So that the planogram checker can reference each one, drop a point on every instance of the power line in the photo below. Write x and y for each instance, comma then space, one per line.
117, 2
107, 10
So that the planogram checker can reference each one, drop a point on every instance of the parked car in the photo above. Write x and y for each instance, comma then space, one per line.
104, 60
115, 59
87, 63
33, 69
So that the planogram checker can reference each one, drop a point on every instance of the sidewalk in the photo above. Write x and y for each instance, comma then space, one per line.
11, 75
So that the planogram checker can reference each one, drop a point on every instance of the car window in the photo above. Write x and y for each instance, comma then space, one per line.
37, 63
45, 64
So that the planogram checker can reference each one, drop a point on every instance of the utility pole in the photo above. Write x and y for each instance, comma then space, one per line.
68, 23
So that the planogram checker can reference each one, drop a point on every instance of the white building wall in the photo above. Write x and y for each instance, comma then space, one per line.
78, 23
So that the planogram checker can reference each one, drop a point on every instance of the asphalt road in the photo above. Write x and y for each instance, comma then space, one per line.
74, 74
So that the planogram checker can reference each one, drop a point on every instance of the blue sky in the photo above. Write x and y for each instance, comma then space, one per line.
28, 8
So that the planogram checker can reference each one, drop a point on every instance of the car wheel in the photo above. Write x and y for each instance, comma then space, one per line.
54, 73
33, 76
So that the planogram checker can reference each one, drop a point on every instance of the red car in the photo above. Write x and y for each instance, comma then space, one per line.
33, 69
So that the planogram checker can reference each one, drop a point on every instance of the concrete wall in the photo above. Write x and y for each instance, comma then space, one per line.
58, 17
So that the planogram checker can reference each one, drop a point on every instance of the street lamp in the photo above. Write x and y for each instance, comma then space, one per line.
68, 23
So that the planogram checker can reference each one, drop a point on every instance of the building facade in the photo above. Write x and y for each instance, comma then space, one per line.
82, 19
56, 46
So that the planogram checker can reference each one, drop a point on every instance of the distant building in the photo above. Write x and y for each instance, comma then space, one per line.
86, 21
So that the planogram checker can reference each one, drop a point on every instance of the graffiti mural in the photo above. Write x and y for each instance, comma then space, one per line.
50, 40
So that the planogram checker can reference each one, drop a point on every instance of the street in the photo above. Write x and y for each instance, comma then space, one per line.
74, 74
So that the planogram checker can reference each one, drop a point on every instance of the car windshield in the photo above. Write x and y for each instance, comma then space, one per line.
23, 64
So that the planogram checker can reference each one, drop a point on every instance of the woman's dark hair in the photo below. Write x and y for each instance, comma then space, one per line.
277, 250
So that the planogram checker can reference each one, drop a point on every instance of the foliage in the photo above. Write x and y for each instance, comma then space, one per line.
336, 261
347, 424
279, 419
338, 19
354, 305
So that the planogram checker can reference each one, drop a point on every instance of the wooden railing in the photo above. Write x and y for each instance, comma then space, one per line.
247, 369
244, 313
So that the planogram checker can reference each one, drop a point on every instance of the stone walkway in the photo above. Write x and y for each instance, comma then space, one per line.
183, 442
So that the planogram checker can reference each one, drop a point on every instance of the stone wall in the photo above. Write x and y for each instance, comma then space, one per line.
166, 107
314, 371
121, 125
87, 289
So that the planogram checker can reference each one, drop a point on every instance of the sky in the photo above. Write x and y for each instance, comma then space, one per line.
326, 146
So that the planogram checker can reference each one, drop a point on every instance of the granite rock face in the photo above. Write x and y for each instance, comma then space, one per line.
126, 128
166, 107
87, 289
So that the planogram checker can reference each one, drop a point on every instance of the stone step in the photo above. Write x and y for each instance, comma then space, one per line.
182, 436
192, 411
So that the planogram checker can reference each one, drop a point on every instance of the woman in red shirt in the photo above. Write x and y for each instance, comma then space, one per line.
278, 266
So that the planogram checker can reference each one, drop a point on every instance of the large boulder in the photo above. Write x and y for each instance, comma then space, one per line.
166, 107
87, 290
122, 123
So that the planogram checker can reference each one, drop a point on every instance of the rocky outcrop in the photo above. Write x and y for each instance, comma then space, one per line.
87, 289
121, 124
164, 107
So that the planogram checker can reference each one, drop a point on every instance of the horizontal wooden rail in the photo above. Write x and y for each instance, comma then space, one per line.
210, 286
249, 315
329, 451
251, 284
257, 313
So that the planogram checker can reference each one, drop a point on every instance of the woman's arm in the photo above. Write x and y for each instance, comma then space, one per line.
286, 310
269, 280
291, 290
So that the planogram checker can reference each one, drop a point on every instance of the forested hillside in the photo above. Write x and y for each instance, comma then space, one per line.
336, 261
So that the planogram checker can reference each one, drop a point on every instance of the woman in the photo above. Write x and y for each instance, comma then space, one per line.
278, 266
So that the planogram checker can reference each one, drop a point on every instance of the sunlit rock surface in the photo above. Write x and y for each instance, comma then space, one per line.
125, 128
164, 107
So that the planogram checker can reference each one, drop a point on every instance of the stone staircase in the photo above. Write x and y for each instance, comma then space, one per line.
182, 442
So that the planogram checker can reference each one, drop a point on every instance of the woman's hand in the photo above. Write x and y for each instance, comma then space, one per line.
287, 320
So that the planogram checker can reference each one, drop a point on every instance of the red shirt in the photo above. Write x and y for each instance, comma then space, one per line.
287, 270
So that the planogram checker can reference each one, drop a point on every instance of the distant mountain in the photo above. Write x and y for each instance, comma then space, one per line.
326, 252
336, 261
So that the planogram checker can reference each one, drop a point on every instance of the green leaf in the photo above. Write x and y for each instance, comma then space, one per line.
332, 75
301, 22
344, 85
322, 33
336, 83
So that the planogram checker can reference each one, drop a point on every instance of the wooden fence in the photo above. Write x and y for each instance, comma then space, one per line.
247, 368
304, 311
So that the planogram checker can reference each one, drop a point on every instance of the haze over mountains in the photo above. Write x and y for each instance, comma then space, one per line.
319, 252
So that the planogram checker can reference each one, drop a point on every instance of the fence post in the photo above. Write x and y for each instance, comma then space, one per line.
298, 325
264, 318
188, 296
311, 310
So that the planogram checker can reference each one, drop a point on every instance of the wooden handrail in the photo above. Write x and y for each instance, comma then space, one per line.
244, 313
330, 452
########
§ EXERCISE DETAILS
Give every line of the records above as a numbered list, leaving out any blank lines.

§ SOLUTION
1. So that the planogram checker can reference each one, drop a point on every instance of the power line in the photo below. Write x and y for each instance, comma then space, one per line.
2. 117, 2
3. 107, 10
4. So that the planogram checker can reference each one, drop a point on every instance of the parked car in the photo above. Write x and y for each instance, comma then space, one per line.
5. 104, 60
6. 115, 59
7. 87, 63
8. 33, 69
9. So that the planogram checker can reference each one, drop a point on every instance of the sidewalk in the photo above. Write x and y for each instance, comma then space, one per line.
10. 11, 75
11. So that the planogram checker can reference each one, drop a point on every instance of the car window in the photo above. Write x and y for each instance, comma then space, one per line.
12. 37, 63
13. 45, 64
14. So that the planogram checker can reference each one, drop a point on every instance of the utility pole in the photo above. Write x and y for each instance, comma then space, one per line.
15. 68, 23
16. So that the planogram checker can reference each one, drop a point on every instance of the white building wall in the photo above. Write x and y for each instance, comma then space, one per line.
17. 78, 23
18. So that the planogram checker can reference each one, drop a point on every instance of the asphalt road in the photo above. Write x and y for each instance, comma then space, one per line.
19. 74, 74
20. So that the planogram checker can reference each one, drop a point on every instance of the blue sky in the photo above. Write x and y for each instance, comma then space, one per line.
21. 28, 8
22. So that the planogram checker can reference each one, drop a point on every instance of the car wheel in the photo above. Write x and y for each instance, comma then space, one per line.
23. 54, 73
24. 33, 76
25. So that the planogram checker can reference each one, drop a point on every instance of the red car in the photo above. Write x and y for each instance, comma then space, one per line.
26. 33, 69
27. So that the planogram checker can reference each one, drop a point on every instance of the concrete wall in the photo above. Write x and y for each instance, comma then space, one per line.
28. 58, 17
29. So that the planogram checker can reference each one, drop a point on every instance of the street lamp in the photo above. Write x and y for each instance, comma then space, one per line.
30. 68, 23
31. So that the planogram checker can reference each one, drop a point on every instance of the building facade in the photo above. Write x and y for each instance, comma then space, one per line.
32. 82, 19
33. 56, 46
34. So that the planogram checker can reference each one, drop a point on every instance of the distant building in the photo above. Write x and y for each instance, comma then space, one per line.
35. 86, 21
36. So that the planogram checker can reference each one, drop a point on every instance of the graffiti mural in the photo above. Write x and y for each instance, comma then space, one per line.
37. 50, 40
38. So that the planogram checker can reference each one, drop a point on every instance of the street in the photo above. Write x and y for each instance, comma then space, one per line.
39. 74, 74
40. So that the planogram checker can reference each one, drop a point on every instance of the car windshield in the photo above. Write x and y for each instance, comma then space, one per line.
41. 23, 64
42. So that the planogram checker can reference each one, drop a point on every instance of the woman's dark hair in the photo below. Write x and y for each instance, comma then space, one per line.
43. 277, 250
44. So that the planogram checker can reference each one, drop a point on every instance of the foliage in the photo above. Write x and y for each instance, comma then space, one per line.
45. 336, 261
46. 347, 424
47. 279, 419
48. 338, 19
49. 354, 305
50. So that the planogram checker can reference each one, drop a point on every instance of the wooden railing in the photo above. Write x and y for each instance, comma then space, one per line.
51. 247, 369
52. 244, 313
53. So that the planogram checker can reference each one, drop a point on every instance of the stone walkway in the photo above. Write x and y for each instance, comma then space, one per line.
54. 183, 442
55. So that the planogram checker can reference each one, drop a point on every instance of the stone wall in the photo above. Write x and y for each instance, comma then space, one per line.
56. 166, 107
57. 314, 371
58. 121, 125
59. 87, 289
60. So that the planogram checker can reference each one, drop a point on every instance of the sky in the photo above. Write x and y for each instance, comma then space, one per line.
61. 326, 146
62. So that the planogram checker can reference each one, drop a point on every instance of the granite rock face in the photo above. Write x and y for each instance, comma then space, one per line.
63. 126, 128
64. 166, 107
65. 87, 289
66. So that the planogram checker can reference each one, drop a point on every instance of the stone step in the photo above. Write x and y for each instance, comma then space, one per line.
67. 182, 436
68. 192, 411
69. So that the planogram checker can reference each one, drop a point on every instance of the woman in red shirt in the photo above. Write x and y for each instance, comma then space, one per line.
70. 278, 266
71. So that the planogram checker can reference each one, drop a point on every instance of the large boulder in the photo above. Write x and y for each instance, comma then space, one per line.
72. 166, 107
73. 87, 290
74. 122, 123
75. So that the planogram checker can reference each one, drop a point on every instance of the rocky outcrop in the photo above. Write x and y for each instance, comma then space, one per line.
76. 87, 289
77. 121, 124
78. 164, 107
79. So that the planogram checker can reference each one, drop a point on every instance of the horizontal wooden rail in the photo above. Write x and y for each instance, comma then space, one per line.
80. 210, 286
81. 249, 315
82. 329, 451
83. 251, 284
84. 257, 313
85. So that the planogram checker can reference each one, drop a point on every instance of the woman's arm in the photo above. Write x and y for each instance, comma then space, one per line.
86. 286, 310
87. 269, 280
88. 291, 290
89. So that the planogram checker can reference each one, drop a point on every instance of the forested hillside in the photo above. Write x and y for each instance, comma then space, one per line.
90. 336, 261
91. So that the planogram checker can reference each one, drop a point on every instance of the woman in the photo above. Write x and y for each instance, comma then space, one per line.
92. 278, 266
93. So that the planogram checker can reference each one, drop a point on every instance of the sunlit rock surface in the photo above. Write x and y for each instance, comma then space, one per line.
94. 125, 128
95. 164, 107
96. So that the planogram checker can reference each one, drop a point on every instance of the stone staircase in the photo above. Write x and y for each instance, comma then space, one per line.
97. 182, 442
98. So that the planogram checker can reference each one, drop a point on every instance of the woman's hand in the photo above. Write x and y for each instance, comma then space, one per line.
99. 287, 320
100. So that the planogram checker can reference each one, drop a point on every instance of the red shirt in the photo above. Write x and y for each instance, comma then space, one per line.
101. 287, 270
102. So that the planogram checker can reference each one, drop a point on every instance of the distant mountain in the photo above. Write x and y for each instance, comma then space, one per line.
103. 326, 252
104. 336, 261
105. So that the planogram checker can reference each one, drop a point on every instance of the green leaf in the photo above. Write x and y for each instance, comma then space, one per line.
106. 332, 75
107. 301, 22
108. 344, 85
109. 322, 33
110. 336, 83
111. So that the planogram checker can reference each one, drop a point on every instance of the wooden fence in the photo above. Write x and y for each instance, comma then space, one per line.
112. 247, 368
113. 304, 311
114. So that the planogram checker can reference each one, drop a point on every instance of the haze over mountains in the photo above. Write x and y for each instance, comma then space, one per line.
115. 319, 252
116. So that the planogram checker can reference each one, drop a point on every instance of the fence post in the photo above. Write x and y for each instance, comma then space, one per line.
117. 298, 325
118. 264, 318
119. 188, 296
120. 311, 310
121. So that the planogram checker can reference each one, drop a point on every instance of the wooden handrail in the photo above. Write x and y for each instance, comma then space, one per line.
122. 244, 313
123. 330, 452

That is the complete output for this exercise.